* _Extrait du texte_
========

Huntington nous dit que pendant trois mille ans
les civilisations séparées par le temps et par l'espace se sont ignorées. Puis
la civilisation occidentale domina le monde jusqu'au XXème siècle. Mais
l'influence de l'Occident ne cesse de se réduire : "la
puissance économique se déplace vers l'Extrême-Orient, dont l'influence
politique et la puissance militaire vont croissant. L'Inde est en passe de
décoller. L'hostilité du monde musulman va croissant envers l'occident dont les
sociétés non occidentales n'acceptent plus comme jadis les diktats et les
sermons". "Peu à peu l'Occident perd sa confiance en soi et sa volonté de
dominer".
L''Occident restera le numéro un mondial pendant
le XXIème siècle, mais inéluctablement "l'occident continuera à décliner"
et "sa prépondérance finira par
disparaître".
Donc conclut Huntington, "l'affrontement est programmé" au travers de "guerres civilisationnelles" entre la civilisation Occidentale et les autres civilisations du Monde. Parmi les adversaires principaux de l'Occident américain, les civilisations orthodoxe, islamiste et confucéenne (Chine et Asie).
QUELS BUTS REELS POURSUIT HUNTINGTON
Le point de vue de Huntington est radicalement
contesté, notamment par les Français Chauprade et Thual, dans leur "Dictionnaire de géopolitique" (1998)
pour lesquels "en globalisant les aires religieuses, on en
vient à ignorer les fractures internes inhérentes à ces espaces
civilisationnels". Ils ajoutent que "L'unité de l'Islam tient plus de la fiction
que de la réalité" et accusent Huntington de faire du "simplisme et du manichéisme". "La
centralité des mécanismes géopolitiques repose en première instance sur les
continuités des Etats", concluent-ils.
Cette critique a un défaut : celui de ne pas
rechercher le but des thèses de Huntington et leur rôle dans la diffusion et la
défense de l'impérialisme américain. Car Huntington vise un but opérationnel
direct : théoriser et justifier la confrontation entre les Etats-Unis et le
reste du monde.
Certaines réactions ne laissent aucun doute.

========

* _Enregistrements de données_
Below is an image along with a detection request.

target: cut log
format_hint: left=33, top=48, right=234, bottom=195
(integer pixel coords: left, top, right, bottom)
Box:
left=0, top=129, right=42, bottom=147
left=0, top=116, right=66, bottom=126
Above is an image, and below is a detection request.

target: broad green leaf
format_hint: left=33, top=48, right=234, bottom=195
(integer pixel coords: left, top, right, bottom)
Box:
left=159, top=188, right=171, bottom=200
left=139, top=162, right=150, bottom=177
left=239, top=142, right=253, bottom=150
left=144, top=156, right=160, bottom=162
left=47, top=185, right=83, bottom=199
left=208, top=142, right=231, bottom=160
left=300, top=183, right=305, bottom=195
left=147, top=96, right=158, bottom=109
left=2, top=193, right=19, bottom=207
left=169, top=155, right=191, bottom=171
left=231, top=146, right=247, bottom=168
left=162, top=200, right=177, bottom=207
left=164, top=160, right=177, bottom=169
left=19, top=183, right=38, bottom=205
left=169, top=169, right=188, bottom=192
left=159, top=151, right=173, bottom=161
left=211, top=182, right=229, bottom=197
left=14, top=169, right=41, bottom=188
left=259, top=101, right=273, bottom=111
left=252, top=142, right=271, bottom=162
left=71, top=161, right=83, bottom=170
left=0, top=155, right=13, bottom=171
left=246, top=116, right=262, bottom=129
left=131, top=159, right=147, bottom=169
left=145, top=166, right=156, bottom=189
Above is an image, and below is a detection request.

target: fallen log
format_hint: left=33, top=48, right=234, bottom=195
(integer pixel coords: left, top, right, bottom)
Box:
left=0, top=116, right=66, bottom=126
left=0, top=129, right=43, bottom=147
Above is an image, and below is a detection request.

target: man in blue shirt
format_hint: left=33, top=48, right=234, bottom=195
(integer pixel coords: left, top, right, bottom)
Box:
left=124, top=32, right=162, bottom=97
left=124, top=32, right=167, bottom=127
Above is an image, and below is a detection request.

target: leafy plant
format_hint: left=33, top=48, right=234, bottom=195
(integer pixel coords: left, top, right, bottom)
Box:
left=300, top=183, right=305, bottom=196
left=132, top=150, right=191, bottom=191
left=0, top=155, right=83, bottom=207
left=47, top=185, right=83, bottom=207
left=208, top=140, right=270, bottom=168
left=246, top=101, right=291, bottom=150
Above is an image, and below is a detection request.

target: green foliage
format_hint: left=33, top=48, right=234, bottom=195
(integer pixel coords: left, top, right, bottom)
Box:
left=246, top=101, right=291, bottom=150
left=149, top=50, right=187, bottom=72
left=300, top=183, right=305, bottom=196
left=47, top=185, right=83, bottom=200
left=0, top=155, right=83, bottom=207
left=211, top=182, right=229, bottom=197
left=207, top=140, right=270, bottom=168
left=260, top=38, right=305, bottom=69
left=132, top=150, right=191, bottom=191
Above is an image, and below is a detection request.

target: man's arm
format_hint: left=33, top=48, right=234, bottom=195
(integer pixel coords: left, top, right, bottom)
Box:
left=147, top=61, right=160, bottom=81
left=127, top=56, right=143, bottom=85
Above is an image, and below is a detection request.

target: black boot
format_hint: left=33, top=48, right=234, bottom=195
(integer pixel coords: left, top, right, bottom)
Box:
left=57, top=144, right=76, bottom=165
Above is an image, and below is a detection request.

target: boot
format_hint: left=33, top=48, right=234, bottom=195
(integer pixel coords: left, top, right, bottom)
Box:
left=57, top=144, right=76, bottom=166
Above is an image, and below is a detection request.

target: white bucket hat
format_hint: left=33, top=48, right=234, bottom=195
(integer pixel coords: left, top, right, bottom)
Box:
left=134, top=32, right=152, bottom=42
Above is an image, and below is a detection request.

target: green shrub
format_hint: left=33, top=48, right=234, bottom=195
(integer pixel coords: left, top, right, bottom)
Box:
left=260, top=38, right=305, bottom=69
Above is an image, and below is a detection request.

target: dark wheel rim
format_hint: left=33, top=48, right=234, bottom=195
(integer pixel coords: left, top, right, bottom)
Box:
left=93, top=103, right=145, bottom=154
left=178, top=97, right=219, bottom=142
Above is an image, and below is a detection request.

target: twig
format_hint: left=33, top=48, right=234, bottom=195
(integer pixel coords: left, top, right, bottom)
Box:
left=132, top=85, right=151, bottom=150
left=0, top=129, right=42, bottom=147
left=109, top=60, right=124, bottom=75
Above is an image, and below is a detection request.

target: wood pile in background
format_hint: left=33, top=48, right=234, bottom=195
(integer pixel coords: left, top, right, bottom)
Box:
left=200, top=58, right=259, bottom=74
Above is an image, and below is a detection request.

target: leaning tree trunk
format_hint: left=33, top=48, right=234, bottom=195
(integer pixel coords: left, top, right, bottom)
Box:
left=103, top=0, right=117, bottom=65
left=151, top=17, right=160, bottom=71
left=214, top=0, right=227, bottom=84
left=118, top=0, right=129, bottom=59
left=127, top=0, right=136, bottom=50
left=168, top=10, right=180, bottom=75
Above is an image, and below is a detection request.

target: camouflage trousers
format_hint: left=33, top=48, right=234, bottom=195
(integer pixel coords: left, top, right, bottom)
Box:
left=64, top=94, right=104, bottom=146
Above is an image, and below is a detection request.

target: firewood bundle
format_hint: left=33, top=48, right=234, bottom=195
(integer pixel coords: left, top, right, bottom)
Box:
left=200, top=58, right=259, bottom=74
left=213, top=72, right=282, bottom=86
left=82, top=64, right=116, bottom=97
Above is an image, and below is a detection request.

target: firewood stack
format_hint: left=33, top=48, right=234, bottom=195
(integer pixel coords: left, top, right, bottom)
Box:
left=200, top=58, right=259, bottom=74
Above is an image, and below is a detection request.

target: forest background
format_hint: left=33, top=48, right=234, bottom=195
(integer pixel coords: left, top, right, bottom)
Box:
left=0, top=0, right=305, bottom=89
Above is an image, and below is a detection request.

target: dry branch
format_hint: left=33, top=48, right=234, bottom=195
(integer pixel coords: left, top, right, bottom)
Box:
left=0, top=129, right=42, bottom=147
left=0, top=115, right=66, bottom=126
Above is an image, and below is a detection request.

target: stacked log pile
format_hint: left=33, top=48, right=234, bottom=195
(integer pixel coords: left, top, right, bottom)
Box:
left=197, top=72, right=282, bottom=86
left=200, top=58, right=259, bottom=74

========

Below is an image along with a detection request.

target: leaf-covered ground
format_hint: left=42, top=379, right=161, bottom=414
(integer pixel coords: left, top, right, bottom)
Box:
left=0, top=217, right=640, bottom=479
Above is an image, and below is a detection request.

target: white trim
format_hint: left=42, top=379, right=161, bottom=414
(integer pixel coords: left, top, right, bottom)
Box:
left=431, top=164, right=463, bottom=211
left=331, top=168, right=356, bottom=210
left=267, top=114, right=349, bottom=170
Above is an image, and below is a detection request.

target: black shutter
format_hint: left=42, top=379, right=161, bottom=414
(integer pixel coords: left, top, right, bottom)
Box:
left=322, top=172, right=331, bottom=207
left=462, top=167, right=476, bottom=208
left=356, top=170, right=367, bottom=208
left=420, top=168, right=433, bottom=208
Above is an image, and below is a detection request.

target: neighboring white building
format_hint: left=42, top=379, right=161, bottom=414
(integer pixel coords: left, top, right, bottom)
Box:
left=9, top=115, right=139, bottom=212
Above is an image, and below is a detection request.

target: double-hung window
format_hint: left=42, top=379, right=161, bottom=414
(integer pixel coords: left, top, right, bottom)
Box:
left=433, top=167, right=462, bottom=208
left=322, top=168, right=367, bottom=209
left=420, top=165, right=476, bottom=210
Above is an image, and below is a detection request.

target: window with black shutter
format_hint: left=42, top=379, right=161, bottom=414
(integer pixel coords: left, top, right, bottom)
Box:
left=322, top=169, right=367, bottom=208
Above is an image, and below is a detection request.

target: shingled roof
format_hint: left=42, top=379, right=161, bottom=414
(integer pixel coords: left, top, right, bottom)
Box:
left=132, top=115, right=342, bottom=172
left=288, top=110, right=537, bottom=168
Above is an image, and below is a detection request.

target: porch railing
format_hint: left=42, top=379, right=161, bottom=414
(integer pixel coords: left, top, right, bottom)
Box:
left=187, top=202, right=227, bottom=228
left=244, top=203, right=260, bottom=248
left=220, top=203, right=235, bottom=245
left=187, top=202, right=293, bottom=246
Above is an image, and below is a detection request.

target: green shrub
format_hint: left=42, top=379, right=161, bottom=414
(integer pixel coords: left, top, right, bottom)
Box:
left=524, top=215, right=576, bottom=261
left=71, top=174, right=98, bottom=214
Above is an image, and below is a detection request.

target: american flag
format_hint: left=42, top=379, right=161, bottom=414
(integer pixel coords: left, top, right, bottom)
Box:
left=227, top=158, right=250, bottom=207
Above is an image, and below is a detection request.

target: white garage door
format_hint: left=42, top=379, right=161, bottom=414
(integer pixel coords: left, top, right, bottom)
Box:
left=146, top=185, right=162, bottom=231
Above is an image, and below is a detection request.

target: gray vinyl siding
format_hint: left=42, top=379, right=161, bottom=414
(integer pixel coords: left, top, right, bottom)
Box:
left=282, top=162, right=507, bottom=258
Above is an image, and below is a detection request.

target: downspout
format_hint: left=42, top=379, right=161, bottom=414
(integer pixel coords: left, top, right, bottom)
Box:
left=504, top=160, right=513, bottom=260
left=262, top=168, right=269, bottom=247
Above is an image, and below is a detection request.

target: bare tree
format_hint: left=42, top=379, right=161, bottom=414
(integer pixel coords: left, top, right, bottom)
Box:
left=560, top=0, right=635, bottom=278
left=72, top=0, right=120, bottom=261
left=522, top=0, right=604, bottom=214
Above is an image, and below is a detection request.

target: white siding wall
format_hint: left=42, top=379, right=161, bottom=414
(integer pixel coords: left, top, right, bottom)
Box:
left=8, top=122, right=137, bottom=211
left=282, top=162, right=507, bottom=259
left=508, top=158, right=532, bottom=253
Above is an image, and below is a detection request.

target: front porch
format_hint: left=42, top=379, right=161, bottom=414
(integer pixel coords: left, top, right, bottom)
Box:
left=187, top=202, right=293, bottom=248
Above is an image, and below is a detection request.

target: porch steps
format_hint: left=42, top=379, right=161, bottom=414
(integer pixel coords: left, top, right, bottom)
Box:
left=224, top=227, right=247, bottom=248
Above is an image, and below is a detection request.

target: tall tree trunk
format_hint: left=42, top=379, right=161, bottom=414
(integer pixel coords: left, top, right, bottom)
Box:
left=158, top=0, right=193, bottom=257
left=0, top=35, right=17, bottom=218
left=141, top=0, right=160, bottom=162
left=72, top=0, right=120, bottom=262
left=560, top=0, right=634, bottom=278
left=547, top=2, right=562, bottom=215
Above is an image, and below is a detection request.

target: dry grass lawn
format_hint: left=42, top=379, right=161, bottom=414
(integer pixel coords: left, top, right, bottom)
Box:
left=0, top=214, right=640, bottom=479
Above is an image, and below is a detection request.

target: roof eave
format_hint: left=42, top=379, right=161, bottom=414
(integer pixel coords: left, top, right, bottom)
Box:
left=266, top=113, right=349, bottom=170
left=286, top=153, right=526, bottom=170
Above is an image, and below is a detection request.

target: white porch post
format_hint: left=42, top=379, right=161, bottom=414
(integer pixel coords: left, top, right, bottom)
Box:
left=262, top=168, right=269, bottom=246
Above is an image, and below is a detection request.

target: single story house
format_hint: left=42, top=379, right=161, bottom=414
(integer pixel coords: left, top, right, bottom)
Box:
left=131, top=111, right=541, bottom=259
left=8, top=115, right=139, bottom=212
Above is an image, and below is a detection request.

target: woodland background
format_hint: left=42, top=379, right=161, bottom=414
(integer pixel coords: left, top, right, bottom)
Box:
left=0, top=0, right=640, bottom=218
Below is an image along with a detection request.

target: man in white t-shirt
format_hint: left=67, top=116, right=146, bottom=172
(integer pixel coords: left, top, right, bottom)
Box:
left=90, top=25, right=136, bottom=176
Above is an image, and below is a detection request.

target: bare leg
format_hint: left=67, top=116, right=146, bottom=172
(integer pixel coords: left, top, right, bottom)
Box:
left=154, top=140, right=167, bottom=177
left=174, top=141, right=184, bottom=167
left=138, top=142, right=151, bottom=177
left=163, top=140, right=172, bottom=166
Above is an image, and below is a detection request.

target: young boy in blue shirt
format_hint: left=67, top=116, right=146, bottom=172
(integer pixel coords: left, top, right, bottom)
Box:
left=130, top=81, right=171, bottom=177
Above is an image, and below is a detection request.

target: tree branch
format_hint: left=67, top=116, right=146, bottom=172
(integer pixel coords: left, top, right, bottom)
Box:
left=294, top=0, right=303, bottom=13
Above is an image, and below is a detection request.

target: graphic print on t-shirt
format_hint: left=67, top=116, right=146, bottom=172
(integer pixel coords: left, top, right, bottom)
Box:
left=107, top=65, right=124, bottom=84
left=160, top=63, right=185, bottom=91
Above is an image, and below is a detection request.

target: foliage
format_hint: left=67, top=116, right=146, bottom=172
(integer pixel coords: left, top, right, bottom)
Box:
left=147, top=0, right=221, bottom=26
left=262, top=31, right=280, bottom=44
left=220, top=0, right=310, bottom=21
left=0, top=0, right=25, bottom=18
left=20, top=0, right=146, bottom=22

========

* _Énoncé 1_
Reproduisez tout le passage de l'extrait sur Huntington depuis « Cette critique a » jusqu'à « reste du monde. », en substituant « rivalité » à « confrontation ».
* _Énoncé 2_
Selon l'extrait sur Huntington, pour quelle raison Chauprade et Thual contestent-ils son point de vue ?
* _Énoncé 3_
Répondez aux questions suivantes d'après l'extrait sur Huntington :
(a) Vers quelle région la puissance économique se déplace-t-elle ?
(b) En quelle année paraît le « Dictionnaire de géopolitique » ?
(c) Quel but opérationnel direct l'extrait attribue-t-il à Huntington ?
Les enregistrements constituent un matériau distinct de l'extrait sur Huntington.

* _Corrigé complet 1_
Cette critique a un défaut : celui de ne pas
rechercher le but des thèses de Huntington et leur rôle dans la diffusion et la
défense de l'impérialisme américain. Car Huntington vise un but opérationnel
direct : théoriser et justifier la rivalité entre les Etats-Unis et le
reste du monde.

* _Corrigé complet 2_
Selon eux, en globalisant les aires religieuses, on en vient à ignorer les fractures internes inhérentes à ces espaces civilisationnels. Ils ajoutent que l'unité de l'Islam tient plus de la fiction que de la réalité.

* _Corrigé complet 3_
(a) Vers l'Extrême-Orient.
(b) En 1998.
(c) Théoriser et justifier la confrontation entre les États-Unis et le reste du monde.